>>>>>

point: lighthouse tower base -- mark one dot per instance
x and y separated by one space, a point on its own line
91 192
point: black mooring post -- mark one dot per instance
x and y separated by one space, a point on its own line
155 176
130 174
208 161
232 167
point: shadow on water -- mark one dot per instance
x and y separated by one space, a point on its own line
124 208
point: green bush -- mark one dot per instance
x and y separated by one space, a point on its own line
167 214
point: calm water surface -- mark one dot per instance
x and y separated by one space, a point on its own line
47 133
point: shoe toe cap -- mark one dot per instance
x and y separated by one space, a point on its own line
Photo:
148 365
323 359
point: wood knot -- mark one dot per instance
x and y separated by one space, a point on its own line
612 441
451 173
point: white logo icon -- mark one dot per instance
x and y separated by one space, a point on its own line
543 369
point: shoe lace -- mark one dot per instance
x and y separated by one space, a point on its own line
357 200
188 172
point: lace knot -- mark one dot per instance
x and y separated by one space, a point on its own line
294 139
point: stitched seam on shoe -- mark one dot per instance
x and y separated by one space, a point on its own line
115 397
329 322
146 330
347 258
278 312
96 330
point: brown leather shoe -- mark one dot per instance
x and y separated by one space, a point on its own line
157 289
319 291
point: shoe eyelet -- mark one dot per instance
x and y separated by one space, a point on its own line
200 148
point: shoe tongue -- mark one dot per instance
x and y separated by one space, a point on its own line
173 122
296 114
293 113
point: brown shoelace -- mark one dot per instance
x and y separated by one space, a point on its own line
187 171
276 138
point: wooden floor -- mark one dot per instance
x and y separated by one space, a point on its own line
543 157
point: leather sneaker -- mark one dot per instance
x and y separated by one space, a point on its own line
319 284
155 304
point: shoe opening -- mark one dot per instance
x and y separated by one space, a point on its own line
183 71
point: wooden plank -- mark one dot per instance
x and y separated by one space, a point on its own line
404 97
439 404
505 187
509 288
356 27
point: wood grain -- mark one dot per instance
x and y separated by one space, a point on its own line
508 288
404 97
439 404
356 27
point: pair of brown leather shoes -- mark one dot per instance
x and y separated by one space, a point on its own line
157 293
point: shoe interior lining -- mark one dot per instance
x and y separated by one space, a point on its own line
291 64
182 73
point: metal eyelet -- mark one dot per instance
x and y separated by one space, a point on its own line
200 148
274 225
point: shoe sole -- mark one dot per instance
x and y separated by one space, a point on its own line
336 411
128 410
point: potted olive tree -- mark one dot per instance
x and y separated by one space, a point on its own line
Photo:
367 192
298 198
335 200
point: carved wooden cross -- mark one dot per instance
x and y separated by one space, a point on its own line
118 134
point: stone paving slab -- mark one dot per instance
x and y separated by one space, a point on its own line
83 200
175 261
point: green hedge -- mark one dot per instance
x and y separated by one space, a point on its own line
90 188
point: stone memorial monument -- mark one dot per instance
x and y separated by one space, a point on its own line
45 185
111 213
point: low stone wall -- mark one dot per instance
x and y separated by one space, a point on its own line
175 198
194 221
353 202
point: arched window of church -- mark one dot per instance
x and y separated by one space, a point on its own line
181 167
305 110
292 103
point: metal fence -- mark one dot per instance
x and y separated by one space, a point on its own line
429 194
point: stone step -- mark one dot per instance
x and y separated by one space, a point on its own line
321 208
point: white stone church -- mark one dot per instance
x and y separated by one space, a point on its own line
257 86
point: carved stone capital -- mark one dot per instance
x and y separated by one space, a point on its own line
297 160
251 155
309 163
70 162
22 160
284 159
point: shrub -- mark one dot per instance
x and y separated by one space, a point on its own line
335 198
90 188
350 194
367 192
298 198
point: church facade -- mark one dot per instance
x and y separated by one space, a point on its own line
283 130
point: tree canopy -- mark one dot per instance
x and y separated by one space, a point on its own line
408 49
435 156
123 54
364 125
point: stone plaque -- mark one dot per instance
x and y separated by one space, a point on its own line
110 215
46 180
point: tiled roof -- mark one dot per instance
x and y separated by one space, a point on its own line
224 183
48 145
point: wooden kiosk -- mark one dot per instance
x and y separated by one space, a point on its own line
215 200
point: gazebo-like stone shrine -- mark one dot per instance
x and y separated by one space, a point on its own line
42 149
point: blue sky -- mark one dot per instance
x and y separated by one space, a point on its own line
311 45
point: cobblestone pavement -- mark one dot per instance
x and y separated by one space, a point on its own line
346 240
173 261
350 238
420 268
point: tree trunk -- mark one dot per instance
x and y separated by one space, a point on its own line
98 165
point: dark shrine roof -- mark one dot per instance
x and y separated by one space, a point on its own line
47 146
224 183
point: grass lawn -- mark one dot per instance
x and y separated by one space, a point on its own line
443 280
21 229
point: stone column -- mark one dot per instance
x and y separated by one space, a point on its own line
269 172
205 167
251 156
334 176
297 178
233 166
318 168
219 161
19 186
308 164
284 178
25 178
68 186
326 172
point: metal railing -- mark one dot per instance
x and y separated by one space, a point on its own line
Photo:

<<<<<

_WHAT TO PRODUCE_.
Please return the data above exactly as given.

_FINISHED TASK_.
point: lighthouse tower base -- mark one dot per instance
x and y separated by one space, a point on its own line
91 192
point: black mooring post -- mark one dot per instance
x and y separated by one space, a point on its own line
155 176
130 174
208 161
232 167
point: shadow on water -- mark one dot per instance
x and y separated by one space, a point on its own line
124 208
point: green bush -- mark one dot per instance
x and y separated by one space, a point on its own line
167 214
point: calm water surface -- mark one dot per instance
x and y separated by one space, a point on its own line
47 133
point: shoe toe cap -- mark one dot per instance
x and y separated by one space, a point on its own line
Photo:
148 365
323 359
point: wood knot -- mark one dot per instance
x and y separated by one space, a point on its own line
612 441
451 173
point: white logo icon -- mark one dot per instance
x and y separated by one space, a point on its own line
543 369
point: shoe lace -- mark one dot per instance
x and y separated by one space, a point on its own line
357 200
188 172
point: lace knot -- mark one dot per instance
x and y separated by one space, a point on its own line
294 139
point: stitched seam on shoe -- mark one dot per instance
x and y separated by one space, a point on its own line
115 397
329 322
146 330
347 258
278 312
96 330
point: brown leather shoe -- mark one dot per instance
x and y separated by one space, a point on its own line
157 289
319 291
point: shoe eyelet -- mark one dot per instance
x and y separated by one space, a point on its own line
200 148
point: shoe tongue -- mark one dot per instance
x and y separated by one space, a point on its own line
173 122
296 114
293 113
point: brown shoelace -- mark one dot per instance
x and y separated by one space, a point on its own line
187 171
276 138
point: wooden floor -- mark one dot per instance
x and y separated by one space, a point on its own line
543 157
point: leather sneaker -- mark one dot per instance
x and y separated by one space, a point on its own line
319 284
155 304
point: shoe opening -- mark one dot per instance
x and y separated by one space, a point on its own line
183 71
point: wooden plank -- mark one dot per instance
x and y separated by one space, a point on its own line
404 97
439 404
505 187
509 288
356 27
point: wood grain -- mark one dot per instance
x and y separated by one space, a point on its own line
508 288
404 97
439 404
356 27
point: pair of brown leather shoes -- mark one dot per instance
x and y separated by one space, a point on its own line
157 293
point: shoe interior lining -- mark one dot per instance
x and y separated by one space, a point on its own line
291 64
182 73
point: metal eyelet -- mark one dot per instance
x and y separated by one space, a point on its own line
200 148
274 225
point: shoe sole -- mark one dot per instance
x and y separated by one space, a point on its own line
336 411
128 410
point: potted olive tree -- mark one dot per instance
x and y separated by one space, a point on its own line
Photo:
367 192
298 198
335 200
point: carved wooden cross -- mark one dot per instance
x and y separated by one space, a point on its own line
118 134
point: stone paving slab -- mark one dot per instance
x and y separated by one space, a point on its own line
83 200
175 261
point: green hedge -- mark one dot per instance
x and y separated by one space, a point on its own line
90 188
point: stone memorial monument -- mark one dot per instance
x and y separated by one space, a point on its own line
45 185
111 213
point: low stone wall -- mark one dot per instance
x and y separated by one space, a point on its own line
175 198
194 221
353 202
point: arched window of church -- mark one dot per instance
x and y separated by one space, a point on its own line
181 167
305 110
292 103
point: metal fence -- mark one dot per instance
x and y separated by one space, a point on its own line
429 194
point: stone step -- mark one dot per instance
x and y separated by one space, a point on its own line
321 208
point: white stone church -- mark one dot per instance
x and y separated by one space, a point on its own line
257 86
point: carved stone capital -- mark one dot per instance
x and y separated by one space, a point on its own line
297 160
251 155
309 163
70 162
22 160
284 159
point: shrub -- mark one dot per instance
x and y separated by one space, a point on its own line
335 198
90 188
350 194
367 192
298 198
point: church facade -- mark one dot per instance
x and y separated by one space, a point on its own line
283 130
point: tree canopy -- mark one dot per instance
x and y separated by one space, a point on its own line
408 49
435 156
123 54
364 125
point: stone plaque -- mark one dot per instance
x and y separated by one space, a point on its own line
110 215
46 180
point: tiled roof -- mark one dot per instance
x and y separated by one space, a point on its own line
224 183
48 145
point: wooden kiosk -- mark one dot per instance
x and y separated by one space, a point on its own line
215 200
point: gazebo-like stone shrine -- mark one dot per instance
x and y separated by one space, a point on its own line
42 149
point: blue sky -- mark one dot per instance
x and y separated by one space, a point on its own line
311 45
point: cobblestone pavement -- mark one dot per instance
x and y separated by one space, a point on its own line
346 240
173 261
350 238
420 268
point: tree trunk -- mark one dot per instance
x and y separated by one space, a point on its own line
98 165
point: dark shrine roof -- mark one dot per instance
x and y separated by one space, a point on its own line
47 146
224 183
point: grass lawn -- mark one dot per instance
x and y separated by one space, a point on its own line
443 280
21 229
point: stone column -- mark one dot per instance
x and y separated by one space, a point on its own line
269 172
205 167
251 156
334 176
297 178
233 166
318 168
219 161
19 186
308 164
284 178
25 178
68 186
326 172
point: metal railing -- mark one dot per instance
x and y separated by one space, a point on its own line
Photo:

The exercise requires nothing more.